• [Objective]: Reproduce exactly the lines below, starting with the line that contains "Practice step: indicate the wooden staircase" and ending with the last line of the records, both included, and nothing else.

• [The records]:
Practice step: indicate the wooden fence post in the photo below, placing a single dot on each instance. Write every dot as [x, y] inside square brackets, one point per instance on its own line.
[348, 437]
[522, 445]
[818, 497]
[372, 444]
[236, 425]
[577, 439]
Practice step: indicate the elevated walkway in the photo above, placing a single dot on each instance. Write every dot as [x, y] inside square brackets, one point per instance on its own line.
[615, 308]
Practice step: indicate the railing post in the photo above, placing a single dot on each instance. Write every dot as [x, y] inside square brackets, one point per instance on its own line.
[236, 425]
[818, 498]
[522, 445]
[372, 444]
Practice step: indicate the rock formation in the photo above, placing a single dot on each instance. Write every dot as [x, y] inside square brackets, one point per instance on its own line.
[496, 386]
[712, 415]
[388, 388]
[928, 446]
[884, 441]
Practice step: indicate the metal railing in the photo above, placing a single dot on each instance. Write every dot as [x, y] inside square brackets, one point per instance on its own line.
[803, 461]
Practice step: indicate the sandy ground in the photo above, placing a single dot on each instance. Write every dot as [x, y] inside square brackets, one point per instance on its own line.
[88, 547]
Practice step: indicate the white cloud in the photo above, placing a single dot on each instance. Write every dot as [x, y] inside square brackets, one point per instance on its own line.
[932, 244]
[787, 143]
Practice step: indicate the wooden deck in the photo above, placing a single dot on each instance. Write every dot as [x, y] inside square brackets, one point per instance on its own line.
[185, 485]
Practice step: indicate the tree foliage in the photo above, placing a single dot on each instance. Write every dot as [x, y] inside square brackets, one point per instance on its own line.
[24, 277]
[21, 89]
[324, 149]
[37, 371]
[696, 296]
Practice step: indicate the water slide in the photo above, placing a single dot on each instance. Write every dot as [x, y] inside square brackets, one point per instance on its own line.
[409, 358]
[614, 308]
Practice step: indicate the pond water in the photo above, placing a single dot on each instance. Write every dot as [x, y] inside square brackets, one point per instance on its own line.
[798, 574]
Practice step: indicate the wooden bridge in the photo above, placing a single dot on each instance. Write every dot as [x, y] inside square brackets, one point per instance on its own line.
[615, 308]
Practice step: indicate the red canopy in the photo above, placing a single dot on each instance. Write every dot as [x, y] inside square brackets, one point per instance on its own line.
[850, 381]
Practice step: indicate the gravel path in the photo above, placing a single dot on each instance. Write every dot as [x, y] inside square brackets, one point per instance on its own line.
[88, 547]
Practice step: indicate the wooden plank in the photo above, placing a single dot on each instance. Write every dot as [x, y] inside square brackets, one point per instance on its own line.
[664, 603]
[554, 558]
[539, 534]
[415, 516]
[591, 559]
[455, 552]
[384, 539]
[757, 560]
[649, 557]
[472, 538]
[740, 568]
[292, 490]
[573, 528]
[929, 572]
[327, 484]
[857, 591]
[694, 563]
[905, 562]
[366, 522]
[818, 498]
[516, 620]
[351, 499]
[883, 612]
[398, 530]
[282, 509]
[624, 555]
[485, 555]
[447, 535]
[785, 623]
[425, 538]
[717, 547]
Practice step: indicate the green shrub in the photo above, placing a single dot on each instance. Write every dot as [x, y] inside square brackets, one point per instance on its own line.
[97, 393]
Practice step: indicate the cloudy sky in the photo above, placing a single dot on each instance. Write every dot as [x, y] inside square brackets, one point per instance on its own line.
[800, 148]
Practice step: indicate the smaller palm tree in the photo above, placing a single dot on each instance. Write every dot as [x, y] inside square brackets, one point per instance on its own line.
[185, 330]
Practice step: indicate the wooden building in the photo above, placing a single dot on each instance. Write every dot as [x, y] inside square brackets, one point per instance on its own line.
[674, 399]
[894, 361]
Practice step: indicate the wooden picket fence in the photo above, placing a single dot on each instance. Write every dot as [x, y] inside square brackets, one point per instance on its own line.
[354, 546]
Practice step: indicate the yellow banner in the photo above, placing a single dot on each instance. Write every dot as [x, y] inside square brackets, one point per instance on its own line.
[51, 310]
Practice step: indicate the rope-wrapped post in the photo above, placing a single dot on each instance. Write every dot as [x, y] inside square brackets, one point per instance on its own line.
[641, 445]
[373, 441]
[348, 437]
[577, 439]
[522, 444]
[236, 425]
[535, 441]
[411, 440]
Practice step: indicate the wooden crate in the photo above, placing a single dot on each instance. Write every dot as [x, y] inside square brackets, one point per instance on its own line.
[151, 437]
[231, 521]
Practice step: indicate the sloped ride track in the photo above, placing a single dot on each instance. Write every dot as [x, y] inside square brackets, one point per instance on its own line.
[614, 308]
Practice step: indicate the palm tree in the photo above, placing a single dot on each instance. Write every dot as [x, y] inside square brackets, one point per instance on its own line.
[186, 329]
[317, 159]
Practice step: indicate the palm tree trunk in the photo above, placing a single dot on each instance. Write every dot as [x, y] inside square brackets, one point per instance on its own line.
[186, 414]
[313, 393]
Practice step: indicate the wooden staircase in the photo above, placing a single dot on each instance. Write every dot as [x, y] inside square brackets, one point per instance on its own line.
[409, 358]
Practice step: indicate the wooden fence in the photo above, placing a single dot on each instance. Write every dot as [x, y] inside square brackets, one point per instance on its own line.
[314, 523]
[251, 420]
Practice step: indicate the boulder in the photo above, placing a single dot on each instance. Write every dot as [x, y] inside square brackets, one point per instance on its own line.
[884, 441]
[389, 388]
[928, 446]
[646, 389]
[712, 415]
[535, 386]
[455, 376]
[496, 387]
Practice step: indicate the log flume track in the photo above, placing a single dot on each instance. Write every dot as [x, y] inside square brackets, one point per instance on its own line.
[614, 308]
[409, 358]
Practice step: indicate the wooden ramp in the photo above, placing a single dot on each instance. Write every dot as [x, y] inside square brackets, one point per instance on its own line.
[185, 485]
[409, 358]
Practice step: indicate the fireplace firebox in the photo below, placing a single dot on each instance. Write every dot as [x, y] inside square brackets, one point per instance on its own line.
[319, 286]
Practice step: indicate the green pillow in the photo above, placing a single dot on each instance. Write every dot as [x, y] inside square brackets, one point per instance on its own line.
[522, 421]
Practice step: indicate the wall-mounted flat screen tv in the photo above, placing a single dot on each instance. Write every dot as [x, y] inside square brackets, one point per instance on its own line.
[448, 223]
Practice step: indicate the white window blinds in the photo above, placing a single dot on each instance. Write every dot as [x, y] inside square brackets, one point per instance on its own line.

• [Complete answer]:
Practice step: indicate the wooden staircase in the photo above, placing a single dot on each instance. Write every dot as [x, y] inside square brackets, one point per instance on its own line.
[409, 358]
Practice step: indicate the wooden fence in the photo above, placing a single dot on each instance. Write every dot as [x, y] inside square brackets, one point per instance on its own line.
[314, 523]
[251, 420]
Practice step: indicate the boulder in the photo above, placing a single dot on each instance. Write every dot as [x, y] inside square brackets, one point per instance on its own line.
[884, 441]
[389, 388]
[928, 446]
[646, 389]
[712, 415]
[535, 386]
[455, 376]
[496, 387]
Practice step: indicate the log flume track in the photo above, placing a single dot on each instance. Write every dot as [x, y] inside square brackets, one point per instance on its own line.
[614, 308]
[409, 358]
Practice step: indicate the wooden ramp in the photo above, placing a single dot on each instance. Write every dot as [x, y] inside square brackets, one point per instance on its own line.
[185, 485]
[409, 358]
Practice step: indicate the fireplace firebox in the photo below, placing a single dot on each instance. Write every dot as [x, y] inside square brackets, one point per instance on its own line.
[319, 286]
Practice step: indicate the green pillow in the photo above, placing a single dot on each instance. Write every dot as [x, y] inside square brackets, one point per instance on its own line.
[522, 421]
Practice step: indicate the wall-mounted flat screen tv in the photo above, placing a single dot on each instance. Write every dot as [x, y] inside square brackets, one point per instance on its own line.
[448, 223]
Practice step: indicate the white window blinds in the photo above, placing a single dot on each instance. Write every dot as [x, y] inside square brackets, one point per instance on its own line.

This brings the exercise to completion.